§ **TEXT TO READ**
-----

Specifically an external microphone 11 may be connected to the present invention through the Audio In port 40. Preferably the microphone 11 is a high quality microphone that includes noise-cancelling characteristics consistent with a unidirectional microphone or a microphone array.
Alternatively a standard telephone 12 having an audio jack for a headset may be connected directly to the Audio In port 40 of the hand held speech recognition device 10. This will allow the user of the present invention to understand the person at the other end of the phone. As with all input sources, the speaker must train the speech engine so that the speech-to-text conversion is as accurate as possible. A cellular phone 13 having an audio jack for a headset may be connected directly to the Audio In port 40 of the present invention 10. This will allow the user of the present invention to understand the person at the other end of the phone. As with all input sources, the speaker must train the speech engine so that the speech-to-text conversion is as accurate as possible. A Public Address system 14 may also be connected to the device of the present invention 10. This will allow the user to participate in a meeting or seminar where the speaker uses a microphone to make his/her presentation and there is an audio source from the P.A. System. As with all input sources, the speaker must train the speech engine so that the speech-to-text conversion is as accurate as possible.

-----

§ **EXTRACTED INFORMATION**
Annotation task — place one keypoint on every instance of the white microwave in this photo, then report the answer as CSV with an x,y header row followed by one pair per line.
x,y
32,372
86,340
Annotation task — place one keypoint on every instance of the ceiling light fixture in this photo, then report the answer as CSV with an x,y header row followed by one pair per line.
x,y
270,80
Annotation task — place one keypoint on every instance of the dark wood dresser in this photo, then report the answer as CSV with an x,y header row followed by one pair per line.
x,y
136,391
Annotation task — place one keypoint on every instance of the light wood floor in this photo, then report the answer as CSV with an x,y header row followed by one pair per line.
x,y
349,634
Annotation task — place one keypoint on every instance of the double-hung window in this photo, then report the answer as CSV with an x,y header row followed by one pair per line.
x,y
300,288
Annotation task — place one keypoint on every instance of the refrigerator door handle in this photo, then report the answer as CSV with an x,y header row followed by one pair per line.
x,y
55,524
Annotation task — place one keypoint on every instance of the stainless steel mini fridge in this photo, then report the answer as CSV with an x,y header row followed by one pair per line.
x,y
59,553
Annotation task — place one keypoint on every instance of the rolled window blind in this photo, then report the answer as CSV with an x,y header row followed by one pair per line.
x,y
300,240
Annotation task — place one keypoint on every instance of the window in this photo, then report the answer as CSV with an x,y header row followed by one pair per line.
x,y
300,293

-----

§ **EXERCISE A**
In the passage about the hand held speech recognition device, which port is used to connect an external microphone?
§ **EXERCISE B**
Repeat the passage about the hand held speech recognition device from "Specifically an external" up to and including "a microphone array.".

§ **OUTPUT A**
The Audio In port 40.

§ **OUTPUT B**
Specifically an external microphone 11 may be connected to the present invention through the Audio In port 40. Preferably the microphone 11 is a high quality microphone that includes noise-cancelling characteristics consistent with a unidirectional microphone or a microphone array.